━━ ENTRIES PROVIDED

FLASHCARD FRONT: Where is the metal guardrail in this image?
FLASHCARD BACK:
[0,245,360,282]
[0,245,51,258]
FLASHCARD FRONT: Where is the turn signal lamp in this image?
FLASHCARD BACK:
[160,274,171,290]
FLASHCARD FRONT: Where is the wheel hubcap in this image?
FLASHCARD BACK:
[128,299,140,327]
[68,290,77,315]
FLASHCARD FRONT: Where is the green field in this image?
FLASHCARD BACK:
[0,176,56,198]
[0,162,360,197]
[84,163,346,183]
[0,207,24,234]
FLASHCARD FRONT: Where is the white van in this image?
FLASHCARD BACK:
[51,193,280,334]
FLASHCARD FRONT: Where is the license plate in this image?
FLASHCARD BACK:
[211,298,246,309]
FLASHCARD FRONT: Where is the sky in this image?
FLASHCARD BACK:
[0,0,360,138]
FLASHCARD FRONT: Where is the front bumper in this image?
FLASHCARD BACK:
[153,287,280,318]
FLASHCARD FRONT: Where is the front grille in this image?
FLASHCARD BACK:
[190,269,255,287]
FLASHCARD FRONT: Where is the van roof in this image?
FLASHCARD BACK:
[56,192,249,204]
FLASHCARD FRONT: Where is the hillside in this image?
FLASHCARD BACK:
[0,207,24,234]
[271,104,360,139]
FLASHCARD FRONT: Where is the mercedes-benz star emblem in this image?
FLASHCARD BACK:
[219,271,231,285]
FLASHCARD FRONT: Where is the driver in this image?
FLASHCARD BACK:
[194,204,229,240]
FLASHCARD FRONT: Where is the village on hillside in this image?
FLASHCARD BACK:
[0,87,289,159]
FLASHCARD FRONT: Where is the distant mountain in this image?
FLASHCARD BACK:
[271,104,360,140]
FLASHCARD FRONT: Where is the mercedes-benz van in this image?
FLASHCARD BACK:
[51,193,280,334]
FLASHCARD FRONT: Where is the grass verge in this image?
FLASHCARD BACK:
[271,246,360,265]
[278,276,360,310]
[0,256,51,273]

━━━━

▸ **YOUR INSTRUCTIONS**
Retype everything in the records above from the line containing "FLASHCARD FRONT: Where is the van" down through the final line of the records, keeping every line identical.

▸ **TASK SOLUTION**
FLASHCARD FRONT: Where is the van roof in this image?
FLASHCARD BACK:
[56,192,249,204]
FLASHCARD FRONT: Where is the hillside in this image?
FLASHCARD BACK:
[0,207,24,234]
[271,104,360,139]
FLASHCARD FRONT: Where is the mercedes-benz star emblem in this image?
FLASHCARD BACK:
[219,271,231,285]
FLASHCARD FRONT: Where is the driver in this image?
FLASHCARD BACK:
[194,204,229,240]
FLASHCARD FRONT: Where is the village on hillside in this image?
FLASHCARD BACK:
[0,87,289,159]
FLASHCARD FRONT: Where is the distant mountain in this image?
FLASHCARD BACK:
[271,104,360,140]
FLASHCARD FRONT: Where is the mercedes-benz van in this image?
FLASHCARD BACK:
[51,193,280,334]
FLASHCARD FRONT: Where is the grass verge in this image?
FLASHCARD BACK:
[271,246,360,265]
[278,276,360,310]
[0,256,51,273]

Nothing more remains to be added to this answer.